• EXERCISE INSTRUCTIONS:
• 1. According to the section on encoding datetime features, which three skrub tools does it cover for handling datetimes?
• 2. Carry on writing the section on encoding datetime features with skrub, starting right after its final sentence.

• DOCUMENT SECTION:
10  Encoding datetime features with DatetimeEncoder

10.1 Introduction

Datetime features are very important for many data analysis and machine learning tasks, as they often carry significant information about temporal patterns and trends. For instance, including as features the day of the week, time of day, or season can provide valuable insights for predictive modeling.

However, working with datetime data can be difficult due to the variety of formats in which dates and times are represented. Typical formats include "%Y-%m-%d", "%d/%m/%Y", and "%d %B %Y", among others. Correct parsing of these and more exotic formats is essential to avoid errors and ensure accurate feature extraction.

In this section we are going to cover how skrub can help with dealing with datetimes using to_datetime, ToDatetime, and the DatetimeEncoder.

• PROVIDED INFORMATION:
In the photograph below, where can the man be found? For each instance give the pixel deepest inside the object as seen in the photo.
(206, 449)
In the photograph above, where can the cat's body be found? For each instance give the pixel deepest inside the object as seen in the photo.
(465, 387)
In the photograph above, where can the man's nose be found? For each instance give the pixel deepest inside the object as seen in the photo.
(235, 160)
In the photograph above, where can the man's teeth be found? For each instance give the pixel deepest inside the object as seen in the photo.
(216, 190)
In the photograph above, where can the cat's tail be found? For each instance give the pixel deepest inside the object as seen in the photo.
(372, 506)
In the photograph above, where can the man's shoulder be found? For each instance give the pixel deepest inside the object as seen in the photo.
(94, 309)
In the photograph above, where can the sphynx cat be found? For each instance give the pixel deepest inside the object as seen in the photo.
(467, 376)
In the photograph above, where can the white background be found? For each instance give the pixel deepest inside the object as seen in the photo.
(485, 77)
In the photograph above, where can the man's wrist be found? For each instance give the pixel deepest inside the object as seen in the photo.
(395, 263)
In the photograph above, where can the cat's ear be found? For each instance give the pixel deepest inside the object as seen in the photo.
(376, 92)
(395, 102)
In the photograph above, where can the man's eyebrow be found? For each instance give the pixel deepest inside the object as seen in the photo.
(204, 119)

• TASK ANSWERS:
• 1. It covers to_datetime, ToDatetime, and the DatetimeEncoder.

• 2.
10.2 Converting datetime strings to datetime objects

Often, the first operation that must be done to work with datetime objects is converting the datetimes from a string representation to a proper datetime object. This is beneficial because using datetimes gives access to datetime-specific features, and allows to access the different parts of the datetime.

Skrub provides different objects to deal with the conversion problem.

ToDatetime is a single column transformer that tries to conver the given column to datetime either by relying on a user-provided format, or by guessing common formats. Since this transformer must be applied to single columns (rather than dataframes), it is typically better to use it in conjunction with ApplyToCols. Additionally, the allow_reject parameter of ApplyToCols should be set to True to avoid raising exceptions for non-datetime columns:

from skrub import ApplyToCols, ToDatetime

import pandas as pd

data = {
    "dates": [
        "2023-01-03",
        "2023-02-15",
        "2023-03-27",
        "2023-04-10",
    ]
}
df = pd.DataFrame(data)

df_enc = ApplyToCols(ToDatetime(), allow_reject=True).fit_transform(df)
df_enc.info()
<class 'pandas.core.frame.DataFrame'>
RangeIndex: 4 entries, 0 to 3
Data columns (total 1 columns):
 #   Column  Non-Null Count  Dtype         
---  ------  --------------  -----         
 0   dates   4 non-null      datetime64[ns]
dtypes: datetime64[ns](1)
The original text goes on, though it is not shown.